# ESERCIZIO SCRITTO A:
Riassumi in due frasi l'articolo sulla testimonianza di Antonio Garofalo al processo Lea Garofalo.
═══ TESTO DELLA PAGINA ═══
Di Marika Demaria il . Calabria, Lombardia

«Ho incontrato Lea (Garofalo, n.d.a.) nei primi giorni del 2005, lei stessa mi disse che era nel programma di protezione, che se non me l’avesse detto sarebbe stato meglio». Così, a denti stretti, Antonio Garofalo commenta la confessione che le fece la cugina di sua moglie, in occasione di un loro incontro nel 2005 a Fabriano, e che ieri, lunedì 16, ha restituito alla prima Corte d’Assise del Tribunale di Milano, dove si stanno svolgendo le udienze del processo Lea Garofalo. In maniera confusa il teste ha raccontato di aver incontrato due volte la donna scomparsa la notte tra il 24 e il 25 novembre 2009, che la prima volta avevano avuto un colloquio «normale», mentre nella seconda occasione «Lea era apparsa spaventata, si era messa a piangere, aveva paura che si venisse a sapere dei nostri incontri. Allora io le consigliai di cambiare zona, di non vederci più. Io non ero preoccupato per me, ma dell’incontro non ne parlai nemmeno con mia moglie».

Una dichiarazione diametralmente opposta a quella che Antonio Garofalo rese ai Carabinieri, ai quali raccontò che aveva riferito a sua moglie degli incontri avuti con Lea Garofalo, durante i quali si era anche parlato della figlia Denise. Ieri in aula il teste ha raccontato di aver incontrato a Petilia Policastro, frazione Pagliarelle, Massimo Cosco, fratello minore di Carlo Cosco, il quale gli disse che «era stato a Perugia, dove adesso io lavoro come autotrasportatore, per un giro turistico». Il pm Marcello Tatangelo gli ha però fatto notare che ai Carabinieri aveva dichiarato: «A Pagliarelle ero stato affiancato da Cosco Massimo che mi disse che loro erano venuti a Perugia perché sapevano che c’era Lea».

Una versione che trova riscontro in una lettera, datata 17 febbraio 2005, a firma proprio di Lea Garofalo, indirizzata alla sede della Commissione centrale del programma di protezione, nella quale la donna scrive “Ho avuto un incontro con Antonio, a Petilia aveva visto il fratello minore di Carlo Cosco, loro sapevano dov’ero tramite un rappresentante delle forze dell’ordine”. Rispondendo alle domande dell’avvocato Daniele Sussman Steinberg, Antonio Garofalo ha contestato il contenuto della lettera, asserendo di non aver mai detto quelle frasi e aggiungendo che «tutti in paese sapevano che Lea era al nord e si era rifatta una vita, ma nessuno aveva criticato questa scelta di vita. A me mia cugina disse che aveva paura che il suo compagno Carlo Cosco la trovasse non perché temeva di poter essere uccisa, ma perché non voleva che lui vedesse la figlia Denise».
═══
# ESERCIZIO SCRITTO B:
Ricopia parola per parola i record dalla riga che contiene "[locate] swimming pool" fino alla fine dei record, estremi inclusi.
═══ ESTRATTI DEL DATASET ═══
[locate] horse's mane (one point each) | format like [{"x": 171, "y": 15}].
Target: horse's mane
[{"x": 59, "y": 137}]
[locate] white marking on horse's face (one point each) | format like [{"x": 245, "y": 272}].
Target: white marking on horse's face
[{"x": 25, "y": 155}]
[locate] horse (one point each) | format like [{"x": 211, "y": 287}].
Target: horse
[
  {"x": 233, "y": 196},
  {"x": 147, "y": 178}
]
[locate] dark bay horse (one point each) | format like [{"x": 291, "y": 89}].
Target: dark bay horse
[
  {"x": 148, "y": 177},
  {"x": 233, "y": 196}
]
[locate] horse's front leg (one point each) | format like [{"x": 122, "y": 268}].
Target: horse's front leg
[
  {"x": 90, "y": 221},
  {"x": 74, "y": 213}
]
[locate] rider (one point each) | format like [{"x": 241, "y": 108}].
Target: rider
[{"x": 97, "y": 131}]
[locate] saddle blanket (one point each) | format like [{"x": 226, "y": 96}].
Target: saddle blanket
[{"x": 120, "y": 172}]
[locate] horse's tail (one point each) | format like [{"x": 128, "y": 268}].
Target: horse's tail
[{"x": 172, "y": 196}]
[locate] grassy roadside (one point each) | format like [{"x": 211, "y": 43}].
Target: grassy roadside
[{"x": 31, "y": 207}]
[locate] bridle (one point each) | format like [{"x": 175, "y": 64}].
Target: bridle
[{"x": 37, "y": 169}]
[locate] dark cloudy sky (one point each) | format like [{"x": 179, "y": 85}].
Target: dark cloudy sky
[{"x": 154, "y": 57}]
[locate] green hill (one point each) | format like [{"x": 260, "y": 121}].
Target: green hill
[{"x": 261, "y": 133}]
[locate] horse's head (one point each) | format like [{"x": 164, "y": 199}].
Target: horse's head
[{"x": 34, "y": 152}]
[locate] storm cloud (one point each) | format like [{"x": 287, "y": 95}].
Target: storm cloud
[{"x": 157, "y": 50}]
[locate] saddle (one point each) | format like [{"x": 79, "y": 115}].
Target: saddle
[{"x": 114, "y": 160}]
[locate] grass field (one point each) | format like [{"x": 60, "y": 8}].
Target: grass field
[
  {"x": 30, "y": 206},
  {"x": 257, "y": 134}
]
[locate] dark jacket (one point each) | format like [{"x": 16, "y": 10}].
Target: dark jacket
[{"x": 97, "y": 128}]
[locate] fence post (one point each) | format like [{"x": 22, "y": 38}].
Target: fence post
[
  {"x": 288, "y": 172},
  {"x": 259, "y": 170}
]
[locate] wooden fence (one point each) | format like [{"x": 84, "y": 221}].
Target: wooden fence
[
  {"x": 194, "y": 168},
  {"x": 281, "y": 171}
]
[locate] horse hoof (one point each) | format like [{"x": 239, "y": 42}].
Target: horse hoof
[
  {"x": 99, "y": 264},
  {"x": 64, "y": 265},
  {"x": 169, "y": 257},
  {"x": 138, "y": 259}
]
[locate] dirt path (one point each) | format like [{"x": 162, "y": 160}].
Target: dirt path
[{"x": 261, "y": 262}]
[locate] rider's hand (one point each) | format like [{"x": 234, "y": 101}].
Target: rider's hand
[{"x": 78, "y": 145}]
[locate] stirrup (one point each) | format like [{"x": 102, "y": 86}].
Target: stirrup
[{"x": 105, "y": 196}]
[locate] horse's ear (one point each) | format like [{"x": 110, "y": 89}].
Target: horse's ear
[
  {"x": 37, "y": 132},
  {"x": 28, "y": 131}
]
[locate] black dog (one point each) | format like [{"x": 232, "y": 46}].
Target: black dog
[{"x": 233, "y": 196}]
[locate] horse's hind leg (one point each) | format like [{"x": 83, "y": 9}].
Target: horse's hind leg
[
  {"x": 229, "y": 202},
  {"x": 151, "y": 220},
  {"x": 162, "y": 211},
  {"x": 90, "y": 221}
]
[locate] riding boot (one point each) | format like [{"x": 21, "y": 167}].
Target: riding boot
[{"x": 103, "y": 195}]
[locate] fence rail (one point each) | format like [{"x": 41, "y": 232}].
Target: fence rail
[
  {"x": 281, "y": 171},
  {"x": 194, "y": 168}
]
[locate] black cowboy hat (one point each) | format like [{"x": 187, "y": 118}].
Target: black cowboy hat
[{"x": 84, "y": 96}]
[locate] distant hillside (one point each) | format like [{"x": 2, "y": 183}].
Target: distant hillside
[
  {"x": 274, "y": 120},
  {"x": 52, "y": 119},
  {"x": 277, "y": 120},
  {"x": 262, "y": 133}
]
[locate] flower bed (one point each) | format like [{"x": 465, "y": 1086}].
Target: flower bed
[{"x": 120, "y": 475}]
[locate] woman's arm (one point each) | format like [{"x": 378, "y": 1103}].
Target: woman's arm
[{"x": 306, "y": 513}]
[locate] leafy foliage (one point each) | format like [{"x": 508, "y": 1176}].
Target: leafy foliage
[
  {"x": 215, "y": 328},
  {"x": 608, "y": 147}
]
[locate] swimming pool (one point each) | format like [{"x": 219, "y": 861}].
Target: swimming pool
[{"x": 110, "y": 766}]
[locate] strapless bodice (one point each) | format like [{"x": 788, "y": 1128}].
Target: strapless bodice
═══
# RISPOSTA COMPLETA A:
Davanti alla prima Corte d'Assise del Tribunale di Milano, Antonio Garofalo ha raccontato di aver incontrato due volte Lea Garofalo, che nella seconda occasione era apparsa spaventata, e di non aver parlato di quell'incontro nemmeno con la moglie. Il pm Marcello Tatangelo gli ha fatto notare che ai Carabinieri aveva reso una versione diversa, riscontrata in una lettera di Lea datata 17 febbraio 2005, ma il teste ha contestato il contenuto di quella lettera.

# RISPOSTA COMPLETA B:
[locate] swimming pool (one point each) | format like [{"x": 219, "y": 861}].
Target: swimming pool
[{"x": 110, "y": 766}]
[locate] strapless bodice (one point each) | format like [{"x": 788, "y": 1128}].
Target: strapless bodice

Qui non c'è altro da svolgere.